Problem to solve: Reproduce the following lines verbatim, character for character, keeping all spacing and punctuation unchanged.

Data to use:
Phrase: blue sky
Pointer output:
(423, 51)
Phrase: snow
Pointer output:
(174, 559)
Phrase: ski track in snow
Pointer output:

Written answer:
Phrase: blue sky
Pointer output:
(423, 51)
Phrase: snow
Pointer output:
(174, 559)
Phrase: ski track in snow
Pointer output:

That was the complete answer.